**The exercise**
Render every line of the items below as a numbered list, dropping any blank lines.

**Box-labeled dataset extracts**
-----

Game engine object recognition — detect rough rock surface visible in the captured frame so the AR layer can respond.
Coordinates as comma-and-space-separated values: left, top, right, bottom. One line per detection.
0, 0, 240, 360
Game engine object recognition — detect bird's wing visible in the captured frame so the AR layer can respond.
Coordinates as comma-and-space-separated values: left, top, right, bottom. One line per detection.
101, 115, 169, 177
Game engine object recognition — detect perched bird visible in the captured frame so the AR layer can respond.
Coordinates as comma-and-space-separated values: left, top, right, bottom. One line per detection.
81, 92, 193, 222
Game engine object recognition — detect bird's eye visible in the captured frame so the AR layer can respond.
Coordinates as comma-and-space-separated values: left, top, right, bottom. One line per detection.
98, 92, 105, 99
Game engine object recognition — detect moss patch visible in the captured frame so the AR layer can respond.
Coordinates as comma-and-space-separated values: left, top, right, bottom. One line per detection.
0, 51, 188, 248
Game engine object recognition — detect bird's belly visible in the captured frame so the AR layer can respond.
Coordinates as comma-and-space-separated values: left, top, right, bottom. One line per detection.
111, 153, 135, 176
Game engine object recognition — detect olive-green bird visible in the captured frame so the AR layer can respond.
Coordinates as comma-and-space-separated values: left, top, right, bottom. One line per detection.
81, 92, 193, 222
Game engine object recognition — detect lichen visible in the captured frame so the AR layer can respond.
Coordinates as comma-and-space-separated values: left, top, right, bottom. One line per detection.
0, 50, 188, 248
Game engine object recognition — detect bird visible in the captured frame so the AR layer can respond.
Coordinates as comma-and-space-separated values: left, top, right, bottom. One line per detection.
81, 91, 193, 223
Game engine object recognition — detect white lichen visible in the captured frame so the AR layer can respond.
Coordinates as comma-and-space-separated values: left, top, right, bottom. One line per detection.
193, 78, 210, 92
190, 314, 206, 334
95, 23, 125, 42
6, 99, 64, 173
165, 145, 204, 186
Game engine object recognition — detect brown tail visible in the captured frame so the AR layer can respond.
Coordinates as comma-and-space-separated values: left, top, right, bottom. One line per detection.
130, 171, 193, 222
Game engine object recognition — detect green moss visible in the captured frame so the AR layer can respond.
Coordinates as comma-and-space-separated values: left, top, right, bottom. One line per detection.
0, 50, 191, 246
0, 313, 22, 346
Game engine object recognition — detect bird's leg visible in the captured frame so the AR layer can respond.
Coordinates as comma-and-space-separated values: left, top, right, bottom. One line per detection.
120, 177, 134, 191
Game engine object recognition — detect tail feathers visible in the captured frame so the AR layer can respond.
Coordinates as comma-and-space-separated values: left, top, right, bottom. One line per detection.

-----

**Written answer**
1. Game engine object recognition — detect rough rock surface visible in the captured frame so the AR layer can respond.
2. Coordinates as comma-and-space-separated values: left, top, right, bottom. One line per detection.
3. 0, 0, 240, 360
4. Game engine object recognition — detect bird's wing visible in the captured frame so the AR layer can respond.
5. Coordinates as comma-and-space-separated values: left, top, right, bottom. One line per detection.
6. 101, 115, 169, 177
7. Game engine object recognition — detect perched bird visible in the captured frame so the AR layer can respond.
8. Coordinates as comma-and-space-separated values: left, top, right, bottom. One line per detection.
9. 81, 92, 193, 222
10. Game engine object recognition — detect bird's eye visible in the captured frame so the AR layer can respond.
11. Coordinates as comma-and-space-separated values: left, top, right, bottom. One line per detection.
12. 98, 92, 105, 99
13. Game engine object recognition — detect moss patch visible in the captured frame so the AR layer can respond.
14. Coordinates as comma-and-space-separated values: left, top, right, bottom. One line per detection.
15. 0, 51, 188, 248
16. Game engine object recognition — detect bird's belly visible in the captured frame so the AR layer can respond.
17. Coordinates as comma-and-space-separated values: left, top, right, bottom. One line per detection.
18. 111, 153, 135, 176
19. Game engine object recognition — detect olive-green bird visible in the captured frame so the AR layer can respond.
20. Coordinates as comma-and-space-separated values: left, top, right, bottom. One line per detection.
21. 81, 92, 193, 222
22. Game engine object recognition — detect lichen visible in the captured frame so the AR layer can respond.
23. Coordinates as comma-and-space-separated values: left, top, right, bottom. One line per detection.
24. 0, 50, 188, 248
25. Game engine object recognition — detect bird visible in the captured frame so the AR layer can respond.
26. Coordinates as comma-and-space-separated values: left, top, right, bottom. One line per detection.
27. 81, 91, 193, 223
28. Game engine object recognition — detect white lichen visible in the captured frame so the AR layer can respond.
29. Coordinates as comma-and-space-separated values: left, top, right, bottom. One line per detection.
30. 193, 78, 210, 92
31. 190, 314, 206, 334
32. 95, 23, 125, 42
33. 6, 99, 64, 173
34. 165, 145, 204, 186
35. Game engine object recognition — detect brown tail visible in the captured frame so the AR layer can respond.
36. Coordinates as comma-and-space-separated values: left, top, right, bottom. One line per detection.
37. 130, 171, 193, 222
38. Game engine object recognition — detect green moss visible in the captured frame so the AR layer can respond.
39. Coordinates as comma-and-space-separated values: left, top, right, bottom. One line per detection.
40. 0, 50, 191, 246
41. 0, 313, 22, 346
42. Game engine object recognition — detect bird's leg visible in the captured frame so the AR layer can respond.
43. Coordinates as comma-and-space-separated values: left, top, right, bottom. One line per detection.
44. 120, 177, 134, 191
45. Game engine object recognition — detect tail feathers visible in the captured frame so the AR layer can respond.
46. Coordinates as comma-and-space-separated values: left, top, right, bottom. One line per detection.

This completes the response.